The exercise: Copy out, word for word, the lines of the records from the one containing "Please trace the outline of every instance of the cave" through the end, both ends included.

(Raw records)

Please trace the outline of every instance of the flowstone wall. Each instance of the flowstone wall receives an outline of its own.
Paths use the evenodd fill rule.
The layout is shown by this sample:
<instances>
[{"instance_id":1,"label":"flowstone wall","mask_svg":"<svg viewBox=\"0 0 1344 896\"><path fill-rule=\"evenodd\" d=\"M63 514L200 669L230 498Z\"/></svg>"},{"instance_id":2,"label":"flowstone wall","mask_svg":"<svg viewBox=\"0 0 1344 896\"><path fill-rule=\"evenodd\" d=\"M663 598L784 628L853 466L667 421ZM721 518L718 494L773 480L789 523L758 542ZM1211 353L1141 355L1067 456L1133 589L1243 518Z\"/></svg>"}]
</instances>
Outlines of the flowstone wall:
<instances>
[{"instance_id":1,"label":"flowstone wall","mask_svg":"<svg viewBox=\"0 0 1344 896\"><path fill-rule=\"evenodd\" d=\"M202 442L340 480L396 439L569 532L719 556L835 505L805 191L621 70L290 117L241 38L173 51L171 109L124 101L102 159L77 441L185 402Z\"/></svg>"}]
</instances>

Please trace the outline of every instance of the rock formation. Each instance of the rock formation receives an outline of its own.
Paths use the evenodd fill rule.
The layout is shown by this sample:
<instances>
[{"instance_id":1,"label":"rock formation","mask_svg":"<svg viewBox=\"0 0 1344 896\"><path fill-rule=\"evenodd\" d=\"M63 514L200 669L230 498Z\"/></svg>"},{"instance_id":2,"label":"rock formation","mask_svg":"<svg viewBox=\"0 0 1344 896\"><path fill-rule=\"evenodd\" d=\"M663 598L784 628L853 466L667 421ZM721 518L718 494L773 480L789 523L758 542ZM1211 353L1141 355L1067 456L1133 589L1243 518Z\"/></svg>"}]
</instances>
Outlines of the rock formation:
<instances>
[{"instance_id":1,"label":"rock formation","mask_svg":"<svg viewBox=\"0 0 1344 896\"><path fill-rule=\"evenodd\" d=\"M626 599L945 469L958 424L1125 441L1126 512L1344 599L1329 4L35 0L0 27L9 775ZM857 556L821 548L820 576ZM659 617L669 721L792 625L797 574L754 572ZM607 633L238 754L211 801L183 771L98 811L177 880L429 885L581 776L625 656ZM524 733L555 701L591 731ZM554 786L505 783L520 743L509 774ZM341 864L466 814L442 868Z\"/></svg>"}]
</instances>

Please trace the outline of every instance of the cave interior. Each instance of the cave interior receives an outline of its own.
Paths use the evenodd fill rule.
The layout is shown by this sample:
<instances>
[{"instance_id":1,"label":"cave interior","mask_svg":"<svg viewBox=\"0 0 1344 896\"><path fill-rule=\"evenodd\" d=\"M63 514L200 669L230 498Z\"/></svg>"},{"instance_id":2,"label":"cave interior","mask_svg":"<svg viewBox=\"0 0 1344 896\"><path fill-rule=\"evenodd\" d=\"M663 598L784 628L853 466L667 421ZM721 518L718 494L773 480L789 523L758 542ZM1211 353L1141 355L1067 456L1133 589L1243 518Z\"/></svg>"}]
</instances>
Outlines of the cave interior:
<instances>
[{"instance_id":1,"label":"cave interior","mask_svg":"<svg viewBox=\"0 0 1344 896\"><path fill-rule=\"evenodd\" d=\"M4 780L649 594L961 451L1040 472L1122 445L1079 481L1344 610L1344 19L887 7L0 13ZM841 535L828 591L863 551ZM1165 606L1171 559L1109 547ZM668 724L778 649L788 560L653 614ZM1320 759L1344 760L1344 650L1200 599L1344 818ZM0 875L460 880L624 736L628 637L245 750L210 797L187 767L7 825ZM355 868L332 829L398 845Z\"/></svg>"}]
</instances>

Result:
Please trace the outline of every instance of the cave interior. Each instance of the cave interior receives an outline of its own.
Paths use the evenodd fill rule.
The layout is shown by this sample:
<instances>
[{"instance_id":1,"label":"cave interior","mask_svg":"<svg viewBox=\"0 0 1344 896\"><path fill-rule=\"evenodd\" d=\"M63 514L200 669L230 498Z\"/></svg>"},{"instance_id":2,"label":"cave interior","mask_svg":"<svg viewBox=\"0 0 1344 896\"><path fill-rule=\"evenodd\" d=\"M663 598L784 628L853 466L667 421ZM721 518L718 494L773 480L789 523L758 542ZM1211 353L1141 355L1067 456L1133 589L1243 518Z\"/></svg>"}]
</instances>
Outlines of the cave interior:
<instances>
[{"instance_id":1,"label":"cave interior","mask_svg":"<svg viewBox=\"0 0 1344 896\"><path fill-rule=\"evenodd\" d=\"M4 780L649 594L961 451L1040 472L1122 445L1079 481L1344 610L1344 19L887 7L0 13ZM841 535L828 591L863 551ZM1165 606L1171 559L1109 547ZM668 724L778 649L788 560L653 614ZM1320 759L1344 760L1344 650L1200 599L1344 818ZM0 875L460 880L624 736L628 637L245 750L210 797L187 767L7 825ZM355 868L332 829L398 845Z\"/></svg>"}]
</instances>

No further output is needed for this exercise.